• Exercise details
Copy exactly the lines that run from the one containing "Annotation task: mark the black skillet" through the end of the entries, both ends included.

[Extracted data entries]
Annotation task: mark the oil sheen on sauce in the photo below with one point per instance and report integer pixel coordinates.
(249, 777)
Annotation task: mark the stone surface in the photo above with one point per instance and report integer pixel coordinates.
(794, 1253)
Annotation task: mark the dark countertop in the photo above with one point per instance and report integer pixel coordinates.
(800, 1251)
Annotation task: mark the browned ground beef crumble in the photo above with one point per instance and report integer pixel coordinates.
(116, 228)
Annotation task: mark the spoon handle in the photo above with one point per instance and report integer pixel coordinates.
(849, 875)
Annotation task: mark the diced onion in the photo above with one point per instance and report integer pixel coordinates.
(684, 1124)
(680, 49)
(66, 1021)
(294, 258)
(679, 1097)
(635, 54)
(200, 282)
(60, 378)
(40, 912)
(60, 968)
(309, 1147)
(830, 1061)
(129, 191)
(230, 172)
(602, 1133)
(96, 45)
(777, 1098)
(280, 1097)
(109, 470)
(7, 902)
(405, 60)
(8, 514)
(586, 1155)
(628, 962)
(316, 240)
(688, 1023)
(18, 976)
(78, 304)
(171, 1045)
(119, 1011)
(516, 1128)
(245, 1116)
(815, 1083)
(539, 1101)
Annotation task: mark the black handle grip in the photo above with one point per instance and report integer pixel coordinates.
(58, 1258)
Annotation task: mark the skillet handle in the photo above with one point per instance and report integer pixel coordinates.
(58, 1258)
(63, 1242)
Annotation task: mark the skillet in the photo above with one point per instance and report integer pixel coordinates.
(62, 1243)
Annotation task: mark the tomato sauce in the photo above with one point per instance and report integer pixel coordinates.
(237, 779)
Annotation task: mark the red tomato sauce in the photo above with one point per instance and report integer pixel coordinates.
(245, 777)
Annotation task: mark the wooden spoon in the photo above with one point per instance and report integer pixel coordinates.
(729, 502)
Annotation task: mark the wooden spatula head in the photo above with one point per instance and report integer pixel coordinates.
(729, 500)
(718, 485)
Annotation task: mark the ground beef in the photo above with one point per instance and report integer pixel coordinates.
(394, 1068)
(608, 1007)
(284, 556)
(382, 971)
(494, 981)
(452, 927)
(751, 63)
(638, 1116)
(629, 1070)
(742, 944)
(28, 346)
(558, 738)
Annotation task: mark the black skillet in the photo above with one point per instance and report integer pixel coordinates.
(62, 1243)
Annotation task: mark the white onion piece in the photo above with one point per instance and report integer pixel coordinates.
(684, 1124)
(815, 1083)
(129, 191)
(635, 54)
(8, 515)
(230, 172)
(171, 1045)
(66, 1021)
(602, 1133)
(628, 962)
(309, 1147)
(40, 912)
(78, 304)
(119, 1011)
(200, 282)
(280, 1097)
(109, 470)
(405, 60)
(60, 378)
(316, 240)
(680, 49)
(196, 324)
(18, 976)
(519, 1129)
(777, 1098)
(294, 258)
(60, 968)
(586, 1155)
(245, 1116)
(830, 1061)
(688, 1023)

• Exercise solution
Annotation task: mark the black skillet in the photo above with one point per instance and report integer pixel coordinates.
(62, 1243)
Annotation task: mark the white onion piece in the photo above with one point per instance and report integer pixel coordinates.
(684, 1124)
(815, 1083)
(129, 191)
(635, 54)
(8, 515)
(230, 172)
(171, 1045)
(66, 1021)
(602, 1133)
(628, 962)
(309, 1147)
(40, 912)
(78, 304)
(119, 1011)
(200, 282)
(280, 1097)
(109, 470)
(405, 60)
(60, 378)
(316, 240)
(680, 49)
(196, 324)
(18, 976)
(519, 1129)
(777, 1098)
(294, 258)
(60, 968)
(586, 1155)
(245, 1116)
(830, 1061)
(688, 1023)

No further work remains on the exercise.